- Exercise passage:
►
What is LLM customization?

02 July 2025

 

 

Authors

Ivan Belcic

Staff writer

Cole Stryker

Editorial Lead, AI Models

What is LLM customization?

LLM customization, or large language model customization, is the process of adapting a pre-trained LLM to specific tasks. The LLM customization process involves selecting a pre-trained model, also known as a foundation model, then tailoring the model to its intended use case.

The LLM customization workflow

The process of creating a custom LLM is designed to apply generalized models to more specific contexts. Though various LLM customization methods are available, the general process tends to follow a similar series of steps.

  1. Data preparation: Optimal model performance hinges on strong training data. Model creators and data scientists must collect and assemble a domain-specific training dataset that is relevant to the model’s intended purpose. With a knowledge base of high-quality data, the model’s responses are more likely to be accurate and useful.

  2. Model selection: The list of LLMs is as numerous as it is varied. AI models range in size, effectiveness, computational resource use and architecture, all of which affect performance. Choosing the right model requires an understanding both the goals and limitations of the machine learning project.
◄
- Assignment 1:
In the LLM customization article, what is another name for a pre-trained model?
- Assignment 2:
Continue the LLM customization article from the end of its second step, model selection.

- Dataset extract:
►
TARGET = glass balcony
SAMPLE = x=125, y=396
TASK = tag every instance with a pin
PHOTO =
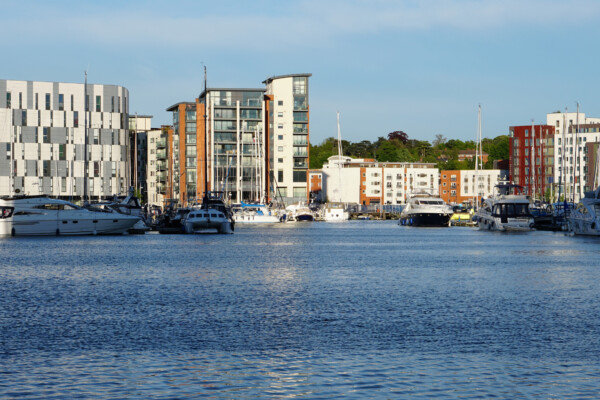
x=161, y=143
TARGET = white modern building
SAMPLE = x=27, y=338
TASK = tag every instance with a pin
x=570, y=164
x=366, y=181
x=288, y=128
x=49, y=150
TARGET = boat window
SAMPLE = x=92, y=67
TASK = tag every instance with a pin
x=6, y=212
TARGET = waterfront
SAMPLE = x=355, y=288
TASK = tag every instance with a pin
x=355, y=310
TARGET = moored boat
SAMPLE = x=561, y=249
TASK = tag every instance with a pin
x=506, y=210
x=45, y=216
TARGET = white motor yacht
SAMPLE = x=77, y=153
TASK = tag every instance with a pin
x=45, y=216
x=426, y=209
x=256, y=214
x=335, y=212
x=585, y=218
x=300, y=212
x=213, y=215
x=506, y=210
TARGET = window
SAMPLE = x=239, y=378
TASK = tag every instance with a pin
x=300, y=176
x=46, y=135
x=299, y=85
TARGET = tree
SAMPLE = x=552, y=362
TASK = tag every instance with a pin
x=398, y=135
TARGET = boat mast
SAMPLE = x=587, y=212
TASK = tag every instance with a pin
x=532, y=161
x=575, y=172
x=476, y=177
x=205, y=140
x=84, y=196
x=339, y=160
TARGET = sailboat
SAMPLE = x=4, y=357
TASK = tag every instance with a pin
◄
►
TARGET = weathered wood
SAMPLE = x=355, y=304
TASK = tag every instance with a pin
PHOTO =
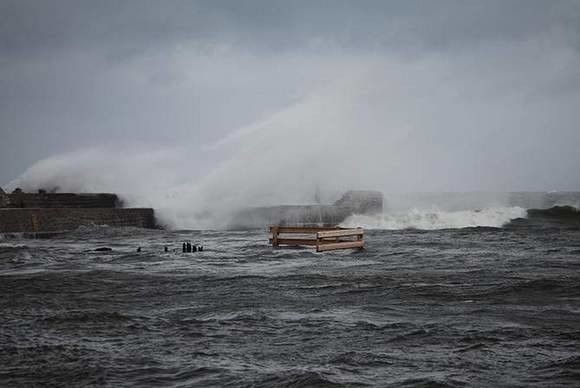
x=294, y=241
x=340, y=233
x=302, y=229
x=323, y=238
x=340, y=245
◄
- Written reply 1:
A foundation model.

- Written reply 2:
  3. Model customization: Here, machine learning specialists transform the foundation model into a specialized tool. The model’s output will be tailored to specific downstream tasks. Developers must understand the workings of the foundation model and the chosen customization method to successfully optimize the model’s behavior.

  4. Iteration: ML algorithms perform best when trained with step-by-step processes, rather than by making huge adjustments. Developers can measure the effect of the customization technique at each step and use those findings to inform the next iteration.

  5. Testing: After training is complete, but before real-world use, the model is tested for reliable performance. Developers make sure their adaptations are effective and that the model applies its newly obtained specific knowledge without suffering catastrophic forgetting.

  6. Model deployment: The custom model is deployed into its production environment, such as an AI-powered software application or an API, and made available for specific use cases in the real world.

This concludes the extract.